İhbar olunan … dilekçesinde özetle: Davalı …’nin ceza yargılamasına dayanak teşkil eden Savcılık soruşturma dosyası kapsamında da, şahsı ve diğer banka personeli hakkında dayanağı olmayan isnatlarda bulunduğunu, Savcılık tarafından kendisi hakkında kovuşturma yapılmasına yer olmadığına dair karar verildiğini, davalı banka tarafından da … hakkında müfettiş incelemesi yaptırıldığını, iş bu davanın tarafına ihbar etmesinin hiçbir maddi ve hukuki dayanağı olmadığını, davanın ihbarına itiraz ettiğini beyan etmiştir.
İhbar olunan … dilekçesinde özetle: Davalı …’nin ceza yargılamasına dayanak teşkil eden Savcılık soruşturma dosyasında ifade verdiğini, daha sonra açılan davaya tanık sıfatıyla katıldığını, o dönemde çalıştığı davalı banka tarafından da … hakkında müfettiş incelemesi yaptırıldığını, iş bu davanın tarafına ihbar edilmesinin hiçbir maddi ve hukuki dayanağı olmadığını, davanın ihbarına itiraz ettiğini beyan etmiştir.

-=-=-=-=-

= Görev Talimatı =
Belge bölümündeki şu cümle İngilizceye nasıl çevrilir: "İhbar olunan … dilekçesinde özetle: Davalı …’nin ceza yargılamasına dayanak teşkil eden Savcılık soruşturma dosyasında ifade verdiğini, daha sonra açılan davaya tanık sıfatıyla katıldığını, o dönemde çalıştığı davalı banka tarafından da … hakkında müfettiş incelemesi yaptırıldığını, iş bu davanın tarafına ihbar edilmesinin hiçbir maddi ve hukuki dayanağı olmadığını, davanın ihbarına itiraz ettiğini beyan etmiştir."? Ardından gelen satırlara bu iş için ihtiyaç yoktur.

= Sağlanan Veriler =
-=-=-=-=-

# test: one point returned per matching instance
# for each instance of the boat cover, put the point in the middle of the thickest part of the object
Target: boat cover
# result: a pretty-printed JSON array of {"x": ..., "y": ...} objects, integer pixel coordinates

-=-=-=-=-

= Yazılı Yanıt =
In the petition, the notified party … stated in summary that they had given a statement in the Prosecutor's Office investigation file that formed the basis of the criminal proceedings against the defendant …; that they later took part as a witness in the case filed afterward; that the defendant bank, where they worked at the time, had also had an inspector's examination conducted concerning …; that there was no factual or legal basis for notifying them of this case as a party; and that they objected to the notice of the case.